DIRECTION: Transcribe the lines below verbatim, beginning at the line that contains "the owl's body" and ending with the line that contains "48;24;55;30", both included. Omit the pictures from your transcription.

SUPPLIED MATERIAL:
━━━

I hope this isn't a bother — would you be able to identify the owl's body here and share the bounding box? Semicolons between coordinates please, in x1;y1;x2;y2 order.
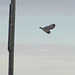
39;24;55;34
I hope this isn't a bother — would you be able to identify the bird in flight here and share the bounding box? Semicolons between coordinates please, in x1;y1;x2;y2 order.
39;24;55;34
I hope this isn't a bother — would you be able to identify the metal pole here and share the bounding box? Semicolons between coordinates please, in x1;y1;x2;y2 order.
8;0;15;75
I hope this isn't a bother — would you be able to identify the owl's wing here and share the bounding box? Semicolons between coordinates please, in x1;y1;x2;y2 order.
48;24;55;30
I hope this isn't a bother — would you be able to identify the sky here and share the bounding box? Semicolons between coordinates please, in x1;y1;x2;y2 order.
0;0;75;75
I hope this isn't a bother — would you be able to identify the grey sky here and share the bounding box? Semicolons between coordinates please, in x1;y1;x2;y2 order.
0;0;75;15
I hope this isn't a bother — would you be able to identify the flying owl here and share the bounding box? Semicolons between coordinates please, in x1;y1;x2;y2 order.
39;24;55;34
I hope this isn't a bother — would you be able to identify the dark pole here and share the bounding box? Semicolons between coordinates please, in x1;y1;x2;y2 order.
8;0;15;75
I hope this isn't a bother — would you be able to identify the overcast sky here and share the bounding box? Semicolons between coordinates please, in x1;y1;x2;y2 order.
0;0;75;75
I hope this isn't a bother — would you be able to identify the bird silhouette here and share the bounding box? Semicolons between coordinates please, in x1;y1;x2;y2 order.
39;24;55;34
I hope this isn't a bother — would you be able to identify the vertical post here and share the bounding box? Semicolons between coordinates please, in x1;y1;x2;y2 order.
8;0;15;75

━━━

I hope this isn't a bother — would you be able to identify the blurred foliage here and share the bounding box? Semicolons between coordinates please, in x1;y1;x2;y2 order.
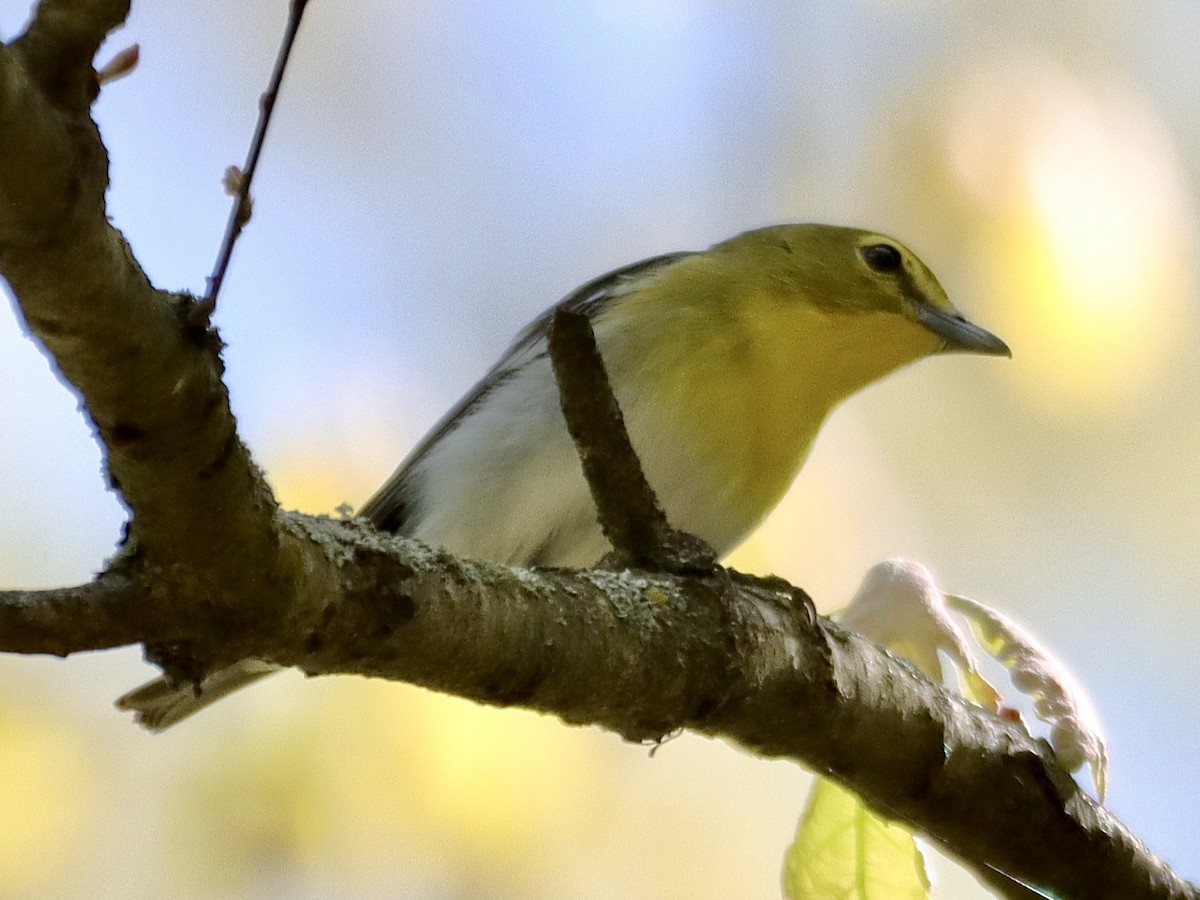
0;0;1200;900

━━━

REPLY TO THE TASK:
I hope this isn't a bother — would you be able to identify the owl's body here and share the bounding box? Semicolons between coordinates please, in x1;y1;x2;y2 order.
39;24;55;34
I hope this isn't a bother — would you be able to identify the bird in flight here and share the bounding box? Semicolons between coordinates please, in x1;y1;x2;y2 order.
39;24;55;34
I hope this isn't a bother — would you be able to identify the metal pole here and share the bounding box? Semicolons between coordinates please, in x1;y1;x2;y2 order.
8;0;15;75
I hope this isn't a bother — would you be able to identify the owl's wing here and share the bounding box? Semicolons between coordinates please, in x1;y1;x2;y2 order.
48;24;55;30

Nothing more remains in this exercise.